▶ **THE TASK**
Count the lines in the entries below that contain the string "hoodie", with case counting, and give only that number.

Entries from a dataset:
(begin)
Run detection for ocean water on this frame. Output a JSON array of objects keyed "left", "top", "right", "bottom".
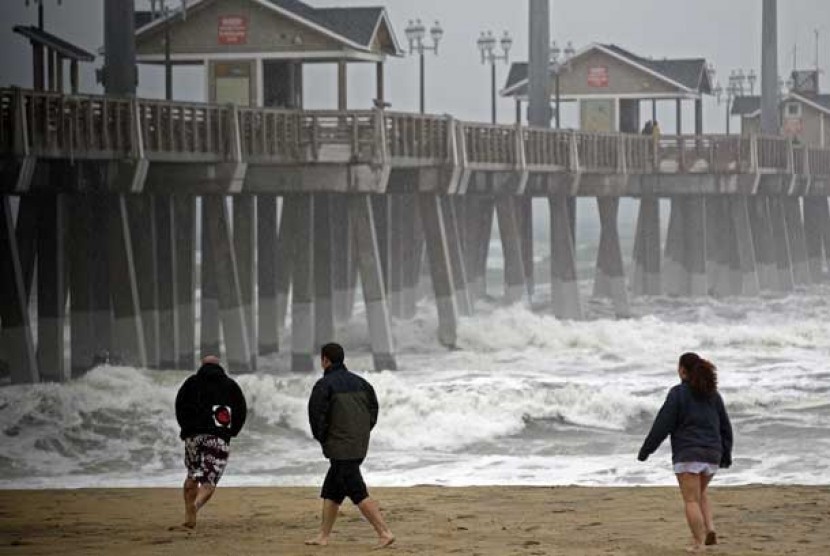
[{"left": 0, "top": 283, "right": 830, "bottom": 488}]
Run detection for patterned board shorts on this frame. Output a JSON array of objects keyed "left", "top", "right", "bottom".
[
  {"left": 674, "top": 461, "right": 718, "bottom": 477},
  {"left": 184, "top": 434, "right": 230, "bottom": 486}
]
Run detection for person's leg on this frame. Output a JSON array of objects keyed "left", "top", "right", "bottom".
[
  {"left": 193, "top": 483, "right": 216, "bottom": 512},
  {"left": 677, "top": 473, "right": 706, "bottom": 552},
  {"left": 700, "top": 475, "right": 718, "bottom": 546},
  {"left": 357, "top": 498, "right": 395, "bottom": 548},
  {"left": 305, "top": 461, "right": 345, "bottom": 546},
  {"left": 343, "top": 461, "right": 395, "bottom": 548},
  {"left": 184, "top": 477, "right": 199, "bottom": 528}
]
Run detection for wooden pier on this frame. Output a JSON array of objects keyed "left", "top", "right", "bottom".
[{"left": 0, "top": 89, "right": 830, "bottom": 383}]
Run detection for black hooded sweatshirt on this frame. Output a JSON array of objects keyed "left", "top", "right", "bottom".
[
  {"left": 637, "top": 382, "right": 732, "bottom": 468},
  {"left": 176, "top": 364, "right": 248, "bottom": 442}
]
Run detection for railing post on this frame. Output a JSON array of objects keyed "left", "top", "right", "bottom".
[
  {"left": 617, "top": 135, "right": 628, "bottom": 175},
  {"left": 749, "top": 134, "right": 761, "bottom": 173},
  {"left": 13, "top": 87, "right": 30, "bottom": 157},
  {"left": 568, "top": 131, "right": 582, "bottom": 174}
]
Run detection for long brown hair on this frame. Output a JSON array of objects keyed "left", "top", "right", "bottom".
[{"left": 680, "top": 353, "right": 718, "bottom": 397}]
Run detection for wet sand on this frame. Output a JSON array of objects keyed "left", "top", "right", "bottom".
[{"left": 0, "top": 487, "right": 830, "bottom": 556}]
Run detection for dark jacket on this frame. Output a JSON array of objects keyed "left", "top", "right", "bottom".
[
  {"left": 638, "top": 382, "right": 732, "bottom": 468},
  {"left": 176, "top": 365, "right": 248, "bottom": 442},
  {"left": 308, "top": 365, "right": 378, "bottom": 460}
]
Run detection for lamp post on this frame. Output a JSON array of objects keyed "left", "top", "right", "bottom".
[
  {"left": 406, "top": 19, "right": 444, "bottom": 114},
  {"left": 713, "top": 70, "right": 757, "bottom": 135},
  {"left": 150, "top": 0, "right": 187, "bottom": 100},
  {"left": 550, "top": 41, "right": 576, "bottom": 129},
  {"left": 476, "top": 31, "right": 513, "bottom": 124},
  {"left": 26, "top": 0, "right": 63, "bottom": 31}
]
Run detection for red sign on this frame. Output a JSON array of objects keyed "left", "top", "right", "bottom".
[
  {"left": 588, "top": 66, "right": 608, "bottom": 88},
  {"left": 219, "top": 15, "right": 248, "bottom": 44}
]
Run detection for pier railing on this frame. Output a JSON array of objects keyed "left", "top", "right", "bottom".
[{"left": 0, "top": 88, "right": 830, "bottom": 176}]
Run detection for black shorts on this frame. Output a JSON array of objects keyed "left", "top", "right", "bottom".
[{"left": 320, "top": 459, "right": 369, "bottom": 505}]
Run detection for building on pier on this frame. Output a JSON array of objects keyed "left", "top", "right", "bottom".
[
  {"left": 732, "top": 70, "right": 830, "bottom": 147},
  {"left": 501, "top": 43, "right": 713, "bottom": 135},
  {"left": 136, "top": 0, "right": 403, "bottom": 110}
]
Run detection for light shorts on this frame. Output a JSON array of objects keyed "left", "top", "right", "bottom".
[{"left": 674, "top": 461, "right": 720, "bottom": 477}]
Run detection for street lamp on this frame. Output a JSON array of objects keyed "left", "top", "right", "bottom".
[
  {"left": 476, "top": 31, "right": 513, "bottom": 124},
  {"left": 26, "top": 0, "right": 63, "bottom": 31},
  {"left": 550, "top": 41, "right": 576, "bottom": 129},
  {"left": 712, "top": 70, "right": 757, "bottom": 135},
  {"left": 406, "top": 19, "right": 444, "bottom": 114}
]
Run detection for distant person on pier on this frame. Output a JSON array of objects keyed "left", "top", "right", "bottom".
[
  {"left": 637, "top": 353, "right": 732, "bottom": 552},
  {"left": 176, "top": 356, "right": 248, "bottom": 529},
  {"left": 306, "top": 344, "right": 395, "bottom": 548}
]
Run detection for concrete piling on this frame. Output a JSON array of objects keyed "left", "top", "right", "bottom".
[
  {"left": 548, "top": 196, "right": 584, "bottom": 320},
  {"left": 594, "top": 197, "right": 631, "bottom": 318},
  {"left": 631, "top": 197, "right": 663, "bottom": 295}
]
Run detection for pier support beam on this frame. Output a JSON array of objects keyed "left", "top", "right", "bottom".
[
  {"left": 256, "top": 195, "right": 280, "bottom": 356},
  {"left": 781, "top": 197, "right": 812, "bottom": 286},
  {"left": 68, "top": 194, "right": 95, "bottom": 378},
  {"left": 276, "top": 197, "right": 297, "bottom": 330},
  {"left": 594, "top": 197, "right": 631, "bottom": 318},
  {"left": 663, "top": 197, "right": 708, "bottom": 297},
  {"left": 804, "top": 197, "right": 827, "bottom": 284},
  {"left": 312, "top": 193, "right": 335, "bottom": 346},
  {"left": 706, "top": 196, "right": 741, "bottom": 297},
  {"left": 203, "top": 196, "right": 255, "bottom": 372},
  {"left": 438, "top": 197, "right": 473, "bottom": 317},
  {"left": 496, "top": 195, "right": 527, "bottom": 303},
  {"left": 548, "top": 196, "right": 582, "bottom": 320},
  {"left": 329, "top": 195, "right": 356, "bottom": 323},
  {"left": 37, "top": 194, "right": 69, "bottom": 382},
  {"left": 0, "top": 195, "right": 40, "bottom": 384},
  {"left": 401, "top": 193, "right": 424, "bottom": 319},
  {"left": 460, "top": 195, "right": 496, "bottom": 298},
  {"left": 200, "top": 197, "right": 225, "bottom": 357},
  {"left": 108, "top": 195, "right": 147, "bottom": 367},
  {"left": 747, "top": 195, "right": 778, "bottom": 291},
  {"left": 419, "top": 194, "right": 458, "bottom": 348},
  {"left": 632, "top": 197, "right": 663, "bottom": 295},
  {"left": 126, "top": 195, "right": 160, "bottom": 369},
  {"left": 173, "top": 196, "right": 197, "bottom": 369},
  {"left": 290, "top": 195, "right": 318, "bottom": 373},
  {"left": 233, "top": 195, "right": 257, "bottom": 370},
  {"left": 347, "top": 195, "right": 397, "bottom": 371},
  {"left": 158, "top": 195, "right": 181, "bottom": 369},
  {"left": 769, "top": 197, "right": 795, "bottom": 292},
  {"left": 729, "top": 197, "right": 761, "bottom": 297},
  {"left": 386, "top": 195, "right": 407, "bottom": 318}
]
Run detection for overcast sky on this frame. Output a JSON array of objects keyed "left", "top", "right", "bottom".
[{"left": 0, "top": 0, "right": 830, "bottom": 132}]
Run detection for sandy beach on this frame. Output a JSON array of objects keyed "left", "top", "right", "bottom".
[{"left": 0, "top": 487, "right": 830, "bottom": 556}]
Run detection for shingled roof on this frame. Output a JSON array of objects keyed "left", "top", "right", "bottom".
[
  {"left": 14, "top": 25, "right": 95, "bottom": 62},
  {"left": 136, "top": 0, "right": 403, "bottom": 55},
  {"left": 502, "top": 43, "right": 712, "bottom": 94}
]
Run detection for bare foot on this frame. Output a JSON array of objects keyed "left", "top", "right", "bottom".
[
  {"left": 372, "top": 535, "right": 395, "bottom": 550},
  {"left": 183, "top": 504, "right": 198, "bottom": 529},
  {"left": 305, "top": 537, "right": 329, "bottom": 546}
]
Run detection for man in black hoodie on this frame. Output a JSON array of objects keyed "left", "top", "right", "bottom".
[
  {"left": 306, "top": 344, "right": 395, "bottom": 548},
  {"left": 176, "top": 356, "right": 248, "bottom": 529}
]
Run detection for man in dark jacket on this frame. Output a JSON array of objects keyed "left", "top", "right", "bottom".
[
  {"left": 176, "top": 356, "right": 248, "bottom": 529},
  {"left": 306, "top": 344, "right": 395, "bottom": 548}
]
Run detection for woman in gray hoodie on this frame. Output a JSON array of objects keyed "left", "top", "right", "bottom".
[{"left": 637, "top": 353, "right": 732, "bottom": 552}]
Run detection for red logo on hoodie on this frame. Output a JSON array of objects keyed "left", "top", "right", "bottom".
[{"left": 213, "top": 405, "right": 231, "bottom": 429}]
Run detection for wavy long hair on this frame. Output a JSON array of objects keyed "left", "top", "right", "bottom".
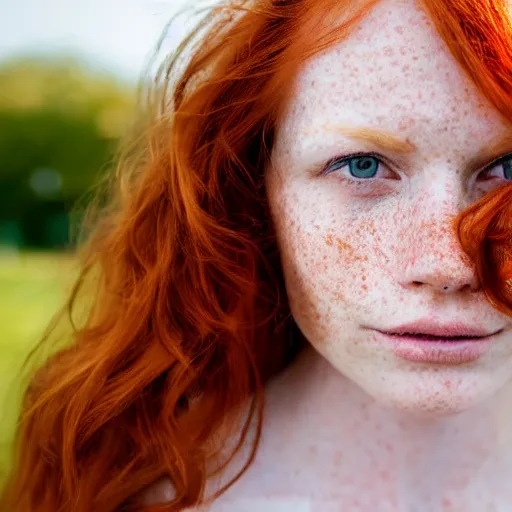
[{"left": 0, "top": 0, "right": 512, "bottom": 512}]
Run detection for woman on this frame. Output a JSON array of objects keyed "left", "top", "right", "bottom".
[{"left": 2, "top": 0, "right": 512, "bottom": 512}]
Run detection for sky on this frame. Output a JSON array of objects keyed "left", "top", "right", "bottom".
[{"left": 0, "top": 0, "right": 204, "bottom": 79}]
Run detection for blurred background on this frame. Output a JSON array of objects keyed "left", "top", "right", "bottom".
[{"left": 0, "top": 0, "right": 193, "bottom": 476}]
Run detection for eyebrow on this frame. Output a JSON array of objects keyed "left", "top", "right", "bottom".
[{"left": 325, "top": 124, "right": 417, "bottom": 154}]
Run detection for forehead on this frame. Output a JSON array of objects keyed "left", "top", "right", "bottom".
[{"left": 278, "top": 0, "right": 510, "bottom": 154}]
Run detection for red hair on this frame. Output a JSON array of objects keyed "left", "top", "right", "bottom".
[{"left": 0, "top": 0, "right": 512, "bottom": 512}]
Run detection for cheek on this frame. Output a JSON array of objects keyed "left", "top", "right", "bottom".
[{"left": 280, "top": 202, "right": 383, "bottom": 341}]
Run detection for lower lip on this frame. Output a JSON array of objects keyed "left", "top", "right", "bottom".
[{"left": 375, "top": 331, "right": 495, "bottom": 365}]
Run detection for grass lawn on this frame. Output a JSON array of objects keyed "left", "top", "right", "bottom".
[{"left": 0, "top": 253, "right": 73, "bottom": 484}]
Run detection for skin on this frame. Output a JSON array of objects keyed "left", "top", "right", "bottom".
[{"left": 145, "top": 0, "right": 512, "bottom": 512}]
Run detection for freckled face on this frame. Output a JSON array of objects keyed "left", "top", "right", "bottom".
[{"left": 266, "top": 1, "right": 512, "bottom": 414}]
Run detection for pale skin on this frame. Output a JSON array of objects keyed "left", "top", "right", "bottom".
[{"left": 144, "top": 0, "right": 512, "bottom": 512}]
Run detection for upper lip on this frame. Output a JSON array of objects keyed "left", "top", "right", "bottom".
[{"left": 377, "top": 319, "right": 503, "bottom": 338}]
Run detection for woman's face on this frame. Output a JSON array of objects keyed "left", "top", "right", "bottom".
[{"left": 267, "top": 0, "right": 512, "bottom": 414}]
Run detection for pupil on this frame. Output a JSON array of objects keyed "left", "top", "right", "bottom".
[{"left": 358, "top": 158, "right": 372, "bottom": 171}]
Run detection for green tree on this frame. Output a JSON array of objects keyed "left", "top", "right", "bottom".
[{"left": 0, "top": 58, "right": 135, "bottom": 247}]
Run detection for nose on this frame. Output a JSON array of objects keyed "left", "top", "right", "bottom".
[{"left": 399, "top": 216, "right": 480, "bottom": 293}]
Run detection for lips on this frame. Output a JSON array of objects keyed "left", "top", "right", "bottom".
[
  {"left": 372, "top": 319, "right": 503, "bottom": 365},
  {"left": 378, "top": 319, "right": 502, "bottom": 340}
]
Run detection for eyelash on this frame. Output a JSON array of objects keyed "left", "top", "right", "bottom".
[
  {"left": 321, "top": 152, "right": 512, "bottom": 183},
  {"left": 321, "top": 152, "right": 390, "bottom": 184}
]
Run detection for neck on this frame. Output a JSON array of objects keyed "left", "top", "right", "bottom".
[{"left": 267, "top": 347, "right": 512, "bottom": 510}]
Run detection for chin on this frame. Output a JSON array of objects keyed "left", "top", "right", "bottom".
[{"left": 359, "top": 368, "right": 506, "bottom": 418}]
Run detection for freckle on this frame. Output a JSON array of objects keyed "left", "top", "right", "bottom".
[
  {"left": 380, "top": 469, "right": 390, "bottom": 481},
  {"left": 336, "top": 238, "right": 354, "bottom": 251}
]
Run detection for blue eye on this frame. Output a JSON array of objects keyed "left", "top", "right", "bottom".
[{"left": 327, "top": 155, "right": 380, "bottom": 179}]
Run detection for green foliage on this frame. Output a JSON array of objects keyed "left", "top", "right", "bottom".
[
  {"left": 0, "top": 253, "right": 76, "bottom": 487},
  {"left": 0, "top": 59, "right": 135, "bottom": 247}
]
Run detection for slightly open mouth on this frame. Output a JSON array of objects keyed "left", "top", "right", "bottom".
[{"left": 385, "top": 332, "right": 487, "bottom": 341}]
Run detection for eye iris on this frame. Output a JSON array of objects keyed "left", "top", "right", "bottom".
[{"left": 349, "top": 156, "right": 378, "bottom": 178}]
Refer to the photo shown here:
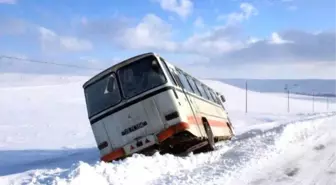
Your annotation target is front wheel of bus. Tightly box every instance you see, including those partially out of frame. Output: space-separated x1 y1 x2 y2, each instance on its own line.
203 120 215 151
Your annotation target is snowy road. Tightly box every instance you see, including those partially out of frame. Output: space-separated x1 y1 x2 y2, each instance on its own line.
0 74 336 185
0 113 336 185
(end)
▶ **EXPECTED OUTPUT**
3